Exercise>
In two sentences, what does the text below on the pandemic and contract law say?

Study text>

Imagine these scenarios:

  • Your company cannot perform a contract because of the COVID-19 pandemic.
  • A vendor informs you that she cannot provide your company with necessary goods because of supply chain issues caused by a governmental emergency declaration.
  • A subcontractor cannot perform because its employees are self-quarantining.

These are not hypotheticals. Scenarios like these are playing out around the country. The real-world impact of the COVID-19 pandemic is colliding with contractual requirements, and there is new attention to the legal doctrines of “impossibility,” “frustration of purpose,” “impracticability, and “force majeure.”

What do they mean? In a nutshell, traditional contract law says that an unforeseeable event occurring after the contract was formed can excuse contract performance, and determining whether an event was unforeseeable will depend heavily on the specific facts and the language of the contract.

Impossibility: When virtually cataclysmic and wholly unforeseeable events make performance “impossible,” performance can be excused. Changes in market conditions or economic hardship do not excuse performance. Nor are increased costs enough to excuse performance. Contract performance can be excused only when it is objectively impossible, not just financially unfavorable or impractical. If a party can render performance with additional time, money, energy, or resources, impossibility is not an excuse. Decreased revenues or cash flow due to the pandemic would not excuse contractual performance, but if roads have been closed or transportation has been halted by an executive order, then the performance of a contract to deliver goods could be deemed “impossible.” It objectively cannot be done.

Extracted records>
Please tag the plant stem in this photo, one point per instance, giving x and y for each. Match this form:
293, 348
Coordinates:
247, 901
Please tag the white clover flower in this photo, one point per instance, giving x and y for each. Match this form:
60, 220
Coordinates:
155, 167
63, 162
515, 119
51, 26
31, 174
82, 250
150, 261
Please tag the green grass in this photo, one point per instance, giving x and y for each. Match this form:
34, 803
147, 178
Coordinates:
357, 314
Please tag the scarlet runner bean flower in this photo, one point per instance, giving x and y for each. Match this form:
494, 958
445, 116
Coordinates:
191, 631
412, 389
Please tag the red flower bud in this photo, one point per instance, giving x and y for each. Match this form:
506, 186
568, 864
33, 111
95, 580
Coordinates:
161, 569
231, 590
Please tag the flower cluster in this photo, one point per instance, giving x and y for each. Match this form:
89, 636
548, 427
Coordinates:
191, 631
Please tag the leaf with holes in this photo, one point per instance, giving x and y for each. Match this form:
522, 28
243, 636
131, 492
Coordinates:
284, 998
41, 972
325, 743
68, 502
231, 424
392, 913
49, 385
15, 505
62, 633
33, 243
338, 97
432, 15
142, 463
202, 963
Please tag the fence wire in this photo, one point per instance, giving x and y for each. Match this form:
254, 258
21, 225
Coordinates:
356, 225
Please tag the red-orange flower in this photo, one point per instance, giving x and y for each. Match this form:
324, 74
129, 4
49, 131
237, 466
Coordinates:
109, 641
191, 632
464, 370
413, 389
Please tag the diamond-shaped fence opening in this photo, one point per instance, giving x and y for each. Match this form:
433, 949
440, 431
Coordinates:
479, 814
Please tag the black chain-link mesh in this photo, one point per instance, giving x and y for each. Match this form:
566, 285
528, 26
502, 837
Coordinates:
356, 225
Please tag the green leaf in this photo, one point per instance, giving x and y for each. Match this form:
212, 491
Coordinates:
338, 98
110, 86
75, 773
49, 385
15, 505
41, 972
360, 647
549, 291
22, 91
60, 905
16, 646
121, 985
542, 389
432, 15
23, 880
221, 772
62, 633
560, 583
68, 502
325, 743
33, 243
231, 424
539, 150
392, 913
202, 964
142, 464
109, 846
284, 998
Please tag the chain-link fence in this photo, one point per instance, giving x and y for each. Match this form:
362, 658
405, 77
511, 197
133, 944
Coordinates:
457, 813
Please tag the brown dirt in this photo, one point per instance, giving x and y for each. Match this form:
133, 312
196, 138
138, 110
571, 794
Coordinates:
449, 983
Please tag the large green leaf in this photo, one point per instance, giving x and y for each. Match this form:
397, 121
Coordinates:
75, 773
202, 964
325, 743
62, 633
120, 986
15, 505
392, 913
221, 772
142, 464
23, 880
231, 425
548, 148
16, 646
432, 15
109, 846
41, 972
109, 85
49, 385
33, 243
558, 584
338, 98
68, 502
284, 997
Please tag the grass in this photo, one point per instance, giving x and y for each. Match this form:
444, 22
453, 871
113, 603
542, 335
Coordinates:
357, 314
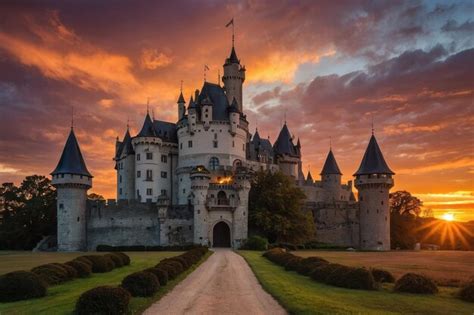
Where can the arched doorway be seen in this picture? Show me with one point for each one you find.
(221, 235)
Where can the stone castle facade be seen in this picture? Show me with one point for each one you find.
(189, 181)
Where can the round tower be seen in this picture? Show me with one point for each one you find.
(373, 181)
(233, 78)
(71, 180)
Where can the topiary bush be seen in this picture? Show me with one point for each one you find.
(307, 265)
(466, 293)
(21, 285)
(103, 300)
(256, 243)
(51, 274)
(381, 275)
(415, 283)
(83, 270)
(100, 264)
(141, 283)
(160, 273)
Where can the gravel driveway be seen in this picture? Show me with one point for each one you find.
(224, 284)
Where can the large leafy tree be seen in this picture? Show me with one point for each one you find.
(276, 209)
(28, 212)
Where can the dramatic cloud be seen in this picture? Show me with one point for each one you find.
(327, 68)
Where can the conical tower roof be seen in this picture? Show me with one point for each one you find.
(71, 161)
(147, 129)
(373, 161)
(284, 144)
(330, 166)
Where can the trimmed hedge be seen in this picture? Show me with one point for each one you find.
(321, 270)
(103, 300)
(381, 275)
(415, 283)
(83, 270)
(141, 283)
(21, 285)
(467, 292)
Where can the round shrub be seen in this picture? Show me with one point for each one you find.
(125, 258)
(467, 292)
(256, 243)
(381, 275)
(415, 283)
(117, 260)
(83, 270)
(141, 283)
(51, 274)
(103, 300)
(160, 273)
(21, 285)
(307, 265)
(100, 264)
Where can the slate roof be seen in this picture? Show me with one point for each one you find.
(284, 143)
(220, 107)
(330, 166)
(147, 129)
(373, 161)
(71, 161)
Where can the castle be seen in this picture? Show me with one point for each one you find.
(189, 181)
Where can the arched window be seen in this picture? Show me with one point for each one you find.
(213, 163)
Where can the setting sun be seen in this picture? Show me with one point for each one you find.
(448, 217)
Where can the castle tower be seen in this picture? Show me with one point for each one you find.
(72, 180)
(181, 106)
(373, 181)
(125, 166)
(331, 178)
(233, 78)
(200, 178)
(287, 154)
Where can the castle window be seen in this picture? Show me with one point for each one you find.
(213, 163)
(149, 175)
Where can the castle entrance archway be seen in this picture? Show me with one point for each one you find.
(221, 235)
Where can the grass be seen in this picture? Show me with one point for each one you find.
(301, 295)
(61, 299)
(448, 268)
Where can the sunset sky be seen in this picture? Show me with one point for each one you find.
(330, 65)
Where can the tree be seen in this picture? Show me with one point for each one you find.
(275, 209)
(28, 211)
(404, 203)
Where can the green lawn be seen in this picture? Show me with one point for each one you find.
(61, 299)
(301, 295)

Answer section>
The COVID-19 pandemic is colliding with contractual requirements and drawing new attention to doctrines such as impossibility, frustration of purpose, impracticability, and force majeure, under which an unforeseeable event occurring after a contract was formed can excuse performance. Impossibility excuses performance only when it is objectively impossible, not merely costlier or financially unfavorable, so decreased pandemic revenues would not qualify, but a contract to deliver goods could be deemed impossible if an executive order closed roads or halted transportation.